**WHAT NEEDS TO BE DONE:**
Take down each entry exactly as written.

Lines of data:
§ §
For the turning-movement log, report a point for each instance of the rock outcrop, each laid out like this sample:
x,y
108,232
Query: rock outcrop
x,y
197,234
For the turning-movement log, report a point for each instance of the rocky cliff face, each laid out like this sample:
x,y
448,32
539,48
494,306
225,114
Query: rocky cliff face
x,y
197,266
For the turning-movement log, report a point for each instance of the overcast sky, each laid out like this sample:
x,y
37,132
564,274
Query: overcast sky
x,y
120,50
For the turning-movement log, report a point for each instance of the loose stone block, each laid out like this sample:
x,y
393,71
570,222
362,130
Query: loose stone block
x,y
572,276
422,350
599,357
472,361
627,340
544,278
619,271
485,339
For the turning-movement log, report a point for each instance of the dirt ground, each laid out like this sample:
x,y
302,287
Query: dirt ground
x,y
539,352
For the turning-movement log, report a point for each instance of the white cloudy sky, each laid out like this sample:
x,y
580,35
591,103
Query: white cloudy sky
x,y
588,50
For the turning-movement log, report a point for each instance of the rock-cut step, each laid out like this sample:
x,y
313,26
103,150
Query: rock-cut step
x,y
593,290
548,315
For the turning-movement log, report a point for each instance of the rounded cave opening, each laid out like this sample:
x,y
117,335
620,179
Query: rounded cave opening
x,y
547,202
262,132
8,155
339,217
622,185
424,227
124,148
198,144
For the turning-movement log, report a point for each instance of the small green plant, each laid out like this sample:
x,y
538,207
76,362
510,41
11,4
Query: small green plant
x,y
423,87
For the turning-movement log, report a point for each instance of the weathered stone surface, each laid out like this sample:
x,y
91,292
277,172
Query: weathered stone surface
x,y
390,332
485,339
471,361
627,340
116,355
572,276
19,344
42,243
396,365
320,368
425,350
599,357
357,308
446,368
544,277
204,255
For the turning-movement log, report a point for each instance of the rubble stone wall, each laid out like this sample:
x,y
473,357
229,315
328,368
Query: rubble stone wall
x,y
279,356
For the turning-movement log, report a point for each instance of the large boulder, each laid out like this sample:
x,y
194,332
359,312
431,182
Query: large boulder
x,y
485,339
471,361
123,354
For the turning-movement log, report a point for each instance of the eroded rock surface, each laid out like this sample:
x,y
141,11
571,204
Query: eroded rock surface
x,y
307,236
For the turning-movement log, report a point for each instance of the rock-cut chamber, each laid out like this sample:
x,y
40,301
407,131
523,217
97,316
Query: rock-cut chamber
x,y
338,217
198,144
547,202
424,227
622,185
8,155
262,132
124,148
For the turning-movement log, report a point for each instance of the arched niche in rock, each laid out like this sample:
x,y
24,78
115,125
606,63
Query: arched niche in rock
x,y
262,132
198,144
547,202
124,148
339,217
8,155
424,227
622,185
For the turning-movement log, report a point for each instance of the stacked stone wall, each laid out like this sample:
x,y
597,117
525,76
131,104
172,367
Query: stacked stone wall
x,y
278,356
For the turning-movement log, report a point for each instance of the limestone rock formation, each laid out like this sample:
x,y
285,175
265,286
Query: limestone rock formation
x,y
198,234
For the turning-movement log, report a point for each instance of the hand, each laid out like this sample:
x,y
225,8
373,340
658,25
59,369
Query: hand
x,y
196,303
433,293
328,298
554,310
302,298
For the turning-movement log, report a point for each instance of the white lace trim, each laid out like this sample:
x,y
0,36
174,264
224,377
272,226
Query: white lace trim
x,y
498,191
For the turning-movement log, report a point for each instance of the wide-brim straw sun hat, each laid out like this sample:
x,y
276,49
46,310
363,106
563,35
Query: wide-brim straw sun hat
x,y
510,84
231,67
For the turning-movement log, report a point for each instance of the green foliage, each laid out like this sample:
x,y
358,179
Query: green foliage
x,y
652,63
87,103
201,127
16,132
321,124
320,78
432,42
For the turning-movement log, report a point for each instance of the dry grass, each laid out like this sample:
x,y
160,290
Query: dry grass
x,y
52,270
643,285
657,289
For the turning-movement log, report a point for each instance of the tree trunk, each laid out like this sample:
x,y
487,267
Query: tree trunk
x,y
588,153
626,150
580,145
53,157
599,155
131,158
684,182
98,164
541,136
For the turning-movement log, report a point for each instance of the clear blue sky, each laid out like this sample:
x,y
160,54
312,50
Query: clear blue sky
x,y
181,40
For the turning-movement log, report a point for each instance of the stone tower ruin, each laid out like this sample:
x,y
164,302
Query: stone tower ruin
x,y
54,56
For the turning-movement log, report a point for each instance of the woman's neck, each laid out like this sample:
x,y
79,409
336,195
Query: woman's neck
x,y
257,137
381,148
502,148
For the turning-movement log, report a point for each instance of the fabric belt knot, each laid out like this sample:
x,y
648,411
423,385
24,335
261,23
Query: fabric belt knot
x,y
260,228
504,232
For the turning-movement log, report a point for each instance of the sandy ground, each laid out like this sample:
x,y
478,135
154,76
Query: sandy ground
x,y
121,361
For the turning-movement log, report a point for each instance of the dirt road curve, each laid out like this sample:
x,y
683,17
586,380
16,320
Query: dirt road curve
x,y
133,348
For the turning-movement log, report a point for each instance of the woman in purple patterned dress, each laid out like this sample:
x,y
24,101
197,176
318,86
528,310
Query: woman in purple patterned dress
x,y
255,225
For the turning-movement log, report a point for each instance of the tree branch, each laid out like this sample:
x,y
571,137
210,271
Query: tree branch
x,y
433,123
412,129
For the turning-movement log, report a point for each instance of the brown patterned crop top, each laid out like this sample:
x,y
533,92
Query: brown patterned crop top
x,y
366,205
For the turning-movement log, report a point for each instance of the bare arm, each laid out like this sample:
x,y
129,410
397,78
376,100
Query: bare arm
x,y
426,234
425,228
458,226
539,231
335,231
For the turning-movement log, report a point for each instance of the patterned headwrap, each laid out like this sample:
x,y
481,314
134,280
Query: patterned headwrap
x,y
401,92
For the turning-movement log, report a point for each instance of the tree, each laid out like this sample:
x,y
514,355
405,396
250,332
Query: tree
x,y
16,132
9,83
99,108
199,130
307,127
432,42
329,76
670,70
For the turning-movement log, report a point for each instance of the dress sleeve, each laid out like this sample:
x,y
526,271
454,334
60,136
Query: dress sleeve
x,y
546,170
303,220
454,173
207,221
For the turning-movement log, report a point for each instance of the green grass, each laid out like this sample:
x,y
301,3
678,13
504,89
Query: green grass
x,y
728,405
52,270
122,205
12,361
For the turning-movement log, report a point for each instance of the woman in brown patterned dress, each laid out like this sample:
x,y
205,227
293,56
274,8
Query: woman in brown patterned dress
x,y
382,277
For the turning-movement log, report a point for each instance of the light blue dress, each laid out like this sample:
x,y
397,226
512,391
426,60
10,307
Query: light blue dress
§ §
**FINAL RESULT:**
For the turning-movement log, report a point for each instance of the rock outcrop, each laid out like this sample:
x,y
108,232
Query: rock outcrop
x,y
197,234
For the turning-movement log, report a point for each instance of the rocky cliff face, each laid out like this sample:
x,y
448,32
539,48
494,306
225,114
Query: rocky cliff face
x,y
197,266
For the turning-movement log, report a point for each instance of the overcast sky, each laid out like this sample:
x,y
37,132
564,274
Query: overcast sky
x,y
120,50
For the turning-movement log, report a point for each instance of the loose stone block, each laid out like this sample:
x,y
393,71
570,222
362,130
Query: loose stone block
x,y
572,276
422,350
599,357
472,361
627,340
544,278
619,271
485,339
For the turning-movement log, report a point for each instance of the dirt ground, each laid out like this sample:
x,y
302,287
Query: dirt ground
x,y
539,352
For the turning-movement log, report a point for each instance of the white cloudy sky, each laid out like this sample:
x,y
580,35
591,103
Query: white cloudy sky
x,y
588,50
For the turning-movement log, report a point for each instance of the rock-cut step, each laid out like this sample:
x,y
313,26
103,150
Query: rock-cut step
x,y
593,290
548,315
For the turning-movement log, report a point for each instance of the rounded cave opening, each laid out like this sample:
x,y
117,335
620,179
Query: rounded cave opening
x,y
547,202
262,132
8,155
339,217
622,185
424,227
124,148
198,144
For the turning-movement log, report a point for each instance of the small green plant, each laid out like this sample:
x,y
538,207
76,362
510,41
11,4
Query: small green plant
x,y
423,87
For the turning-movement log, report a point for each instance of the weathered stone surface, each laid out like this sample:
x,y
91,292
277,172
Query: weathered stone surface
x,y
390,332
485,339
471,361
627,340
116,355
572,276
19,344
42,243
396,365
320,368
425,350
599,357
357,308
446,368
544,277
204,255
For the turning-movement log, report a point for each instance of the rubble stone wall, each laid out like this sample:
x,y
473,357
229,315
328,368
Query: rubble stone wall
x,y
279,356
For the turning-movement log, report a point for each instance of the large boulder, each laid out like this sample:
x,y
194,332
359,312
431,182
Query: large boulder
x,y
485,339
471,361
123,354
For the turning-movement log, report a point for each instance of the eroded rock surface, each laid out like this sample:
x,y
141,11
571,204
Query: eroded rock surface
x,y
307,236
For the turning-movement log, report a point for each instance of the rock-cut chamber, each laid out like this sample:
x,y
40,301
407,131
523,217
97,316
Query: rock-cut chamber
x,y
338,217
198,144
547,202
424,227
622,185
8,155
262,132
124,148
For the turning-movement log, report a point for each instance of the arched niche in rock, each laid out like this sample:
x,y
24,78
115,125
606,63
Query: arched niche in rock
x,y
262,132
198,144
547,202
124,148
339,217
8,155
424,227
622,185
For the turning-movement log, report a point for each instance of the stacked stone wall, each laid out like this sample:
x,y
597,117
525,76
131,104
172,367
Query: stacked stone wall
x,y
278,356
For the turning-movement log, report a point for each instance of the limestone rock formation, each laid out like this sample:
x,y
285,175
265,286
Query: limestone rock formation
x,y
198,234
For the turning-movement log, report a point for each instance of the hand, each laid out like this sample:
x,y
225,8
373,340
658,25
59,369
Query: hand
x,y
196,303
433,293
328,298
554,310
302,298
For the turning-movement log, report a point for each instance of the white lace trim, each laid out like this sample:
x,y
0,36
174,264
224,377
272,226
Query: white lace trim
x,y
498,191
For the turning-movement log, report a point for each instance of the wide-brim straw sun hat, each laid out like this sample:
x,y
276,49
46,310
363,106
563,35
Query: wide-brim straw sun hat
x,y
510,84
231,67
For the turning-movement log, report a point for each instance of the green foliage, each laid out like this sample:
x,y
358,179
Query: green foliage
x,y
652,63
87,103
201,127
16,132
321,124
320,78
432,42
For the turning-movement log, report a point for each instance of the dry grass, each laid out like this sample:
x,y
160,290
Query: dry grass
x,y
52,270
643,285
657,289
For the turning-movement log, report a point for each instance of the tree trunk, each laid out like this sample:
x,y
487,267
Query: tree trunk
x,y
588,153
626,150
580,145
53,157
599,155
131,158
684,182
98,164
541,136
For the turning-movement log, report a point for each instance of the clear blue sky, each laid out like this sample:
x,y
160,54
312,50
Query: clear blue sky
x,y
181,40
For the turning-movement log, report a point for each instance of the stone tower ruin, each laid out like this sample:
x,y
164,302
Query: stone tower ruin
x,y
54,56
For the turning-movement log, report a point for each instance of the woman's neck, each laid out like this sample:
x,y
79,409
336,195
Query: woman's neck
x,y
257,137
381,148
502,148
For the turning-movement log, report a point for each instance of the fabric belt knot, each laid out like this sample:
x,y
648,411
423,385
24,335
261,23
Query: fabric belt knot
x,y
260,228
504,232
For the turning-movement log, report a point for each instance of the sandy ground, each laid out like this sample:
x,y
478,135
154,76
Query: sandy ground
x,y
121,361
For the turning-movement log, report a point for each instance of the dirt road curve, each laid out like this sample:
x,y
683,17
586,380
16,320
Query: dirt road curve
x,y
133,348
For the turning-movement log, report a point for each instance of the woman in purple patterned dress, each laid out like this sample:
x,y
24,101
197,176
318,86
528,310
Query: woman in purple patterned dress
x,y
255,225
For the turning-movement log, report a point for each instance of the tree branch, each laid out like this sample:
x,y
571,137
210,271
Query: tree branch
x,y
433,123
412,129
For the turning-movement log, report a point for each instance of the brown patterned crop top, each laid out like this sample:
x,y
533,92
Query: brown patterned crop top
x,y
366,205
For the turning-movement log, report a point for each instance of the bare arm, each laid out like this sample:
x,y
129,410
397,78
376,100
Query: bare arm
x,y
426,234
425,228
458,226
539,231
335,231
For the turning-movement log, report a point for each instance of the patterned headwrap, each laid out like this sample:
x,y
481,314
134,280
Query: patterned headwrap
x,y
401,92
For the turning-movement log, report a point for each instance of the tree, each laid out like this sample:
x,y
514,355
405,396
250,332
Query: tree
x,y
16,132
9,83
99,108
199,130
307,127
432,42
329,76
670,70
For the turning-movement log, report a point for each instance of the dress sleeve, each laid out like this sample:
x,y
526,271
454,334
60,136
Query: dress sleeve
x,y
546,170
303,220
454,173
207,221
For the turning-movement log, report a point for each instance of the green grass, each laid out like this sample:
x,y
301,3
678,13
504,89
Query: green grass
x,y
728,405
52,270
122,205
12,361
For the turning-movement log, report a point for each instance of the woman in brown patterned dress, each laid out like this sample:
x,y
205,227
293,56
274,8
Query: woman in brown patterned dress
x,y
382,277
For the turning-movement log, report a point for each instance of the light blue dress, each laid out like this sample:
x,y
397,226
512,391
426,60
10,307
Query: light blue dress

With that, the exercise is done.